▶ **Data excerpts**:

[Start of Attachment]

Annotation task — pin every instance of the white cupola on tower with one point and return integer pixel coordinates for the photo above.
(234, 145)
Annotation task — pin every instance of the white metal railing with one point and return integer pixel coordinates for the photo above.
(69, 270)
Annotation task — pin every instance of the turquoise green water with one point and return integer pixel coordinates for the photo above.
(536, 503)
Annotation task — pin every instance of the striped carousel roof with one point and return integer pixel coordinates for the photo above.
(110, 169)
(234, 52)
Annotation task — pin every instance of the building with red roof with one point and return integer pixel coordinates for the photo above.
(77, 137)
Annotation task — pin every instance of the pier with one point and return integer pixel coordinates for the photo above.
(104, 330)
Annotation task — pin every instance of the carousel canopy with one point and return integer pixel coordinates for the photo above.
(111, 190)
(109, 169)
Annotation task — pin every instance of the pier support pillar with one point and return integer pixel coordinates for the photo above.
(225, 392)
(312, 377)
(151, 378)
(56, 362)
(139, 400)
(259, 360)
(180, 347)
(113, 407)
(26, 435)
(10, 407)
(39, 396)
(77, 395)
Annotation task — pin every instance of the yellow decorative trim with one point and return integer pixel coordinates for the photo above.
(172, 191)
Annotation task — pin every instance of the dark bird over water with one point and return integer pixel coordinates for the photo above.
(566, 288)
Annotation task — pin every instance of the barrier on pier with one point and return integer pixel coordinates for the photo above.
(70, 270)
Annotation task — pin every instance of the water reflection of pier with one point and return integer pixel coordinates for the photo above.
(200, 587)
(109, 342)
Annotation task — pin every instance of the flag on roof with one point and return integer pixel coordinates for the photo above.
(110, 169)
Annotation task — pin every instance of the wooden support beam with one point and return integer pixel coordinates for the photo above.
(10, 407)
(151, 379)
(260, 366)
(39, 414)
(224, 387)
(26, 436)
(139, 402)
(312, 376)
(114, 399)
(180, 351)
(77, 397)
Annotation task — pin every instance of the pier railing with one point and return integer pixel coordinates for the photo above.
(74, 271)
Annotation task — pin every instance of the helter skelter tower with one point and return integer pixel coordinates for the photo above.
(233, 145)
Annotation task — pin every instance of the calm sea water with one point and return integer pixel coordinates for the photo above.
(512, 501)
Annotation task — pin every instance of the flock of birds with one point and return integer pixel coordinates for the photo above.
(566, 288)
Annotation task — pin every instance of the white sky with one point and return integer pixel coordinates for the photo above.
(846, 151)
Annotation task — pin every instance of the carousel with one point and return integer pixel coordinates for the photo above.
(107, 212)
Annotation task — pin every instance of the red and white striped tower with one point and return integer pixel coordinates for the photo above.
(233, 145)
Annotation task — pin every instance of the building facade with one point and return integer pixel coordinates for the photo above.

[End of Attachment]
[Start of Attachment]

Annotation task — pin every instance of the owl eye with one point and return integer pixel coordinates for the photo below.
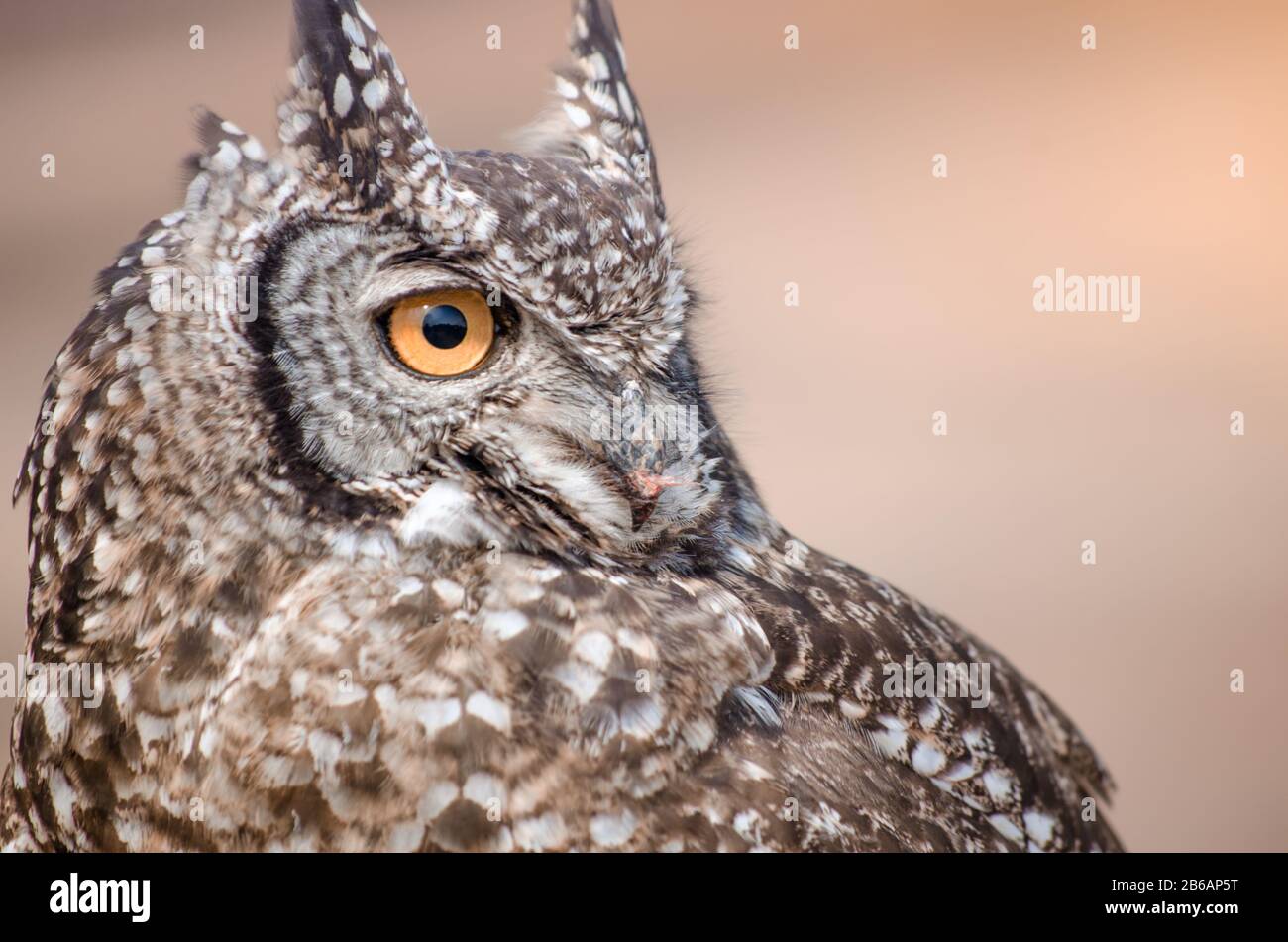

[End of Attachment]

▶ **Aim of the exercise**:
Copy out the range of lines above starting at the line with "Annotation task — pin every instance of the red" and ending at the line with "Annotation task — pin every instance of the building facade", exactly and including both.

▶ **Written reply**:
Annotation task — pin every instance of the red and white striped tower with one point and return integer pixel coordinates for the photo above.
(233, 145)
Annotation task — pin every instance of the building facade with one point and return integer pixel coordinates for the photo above.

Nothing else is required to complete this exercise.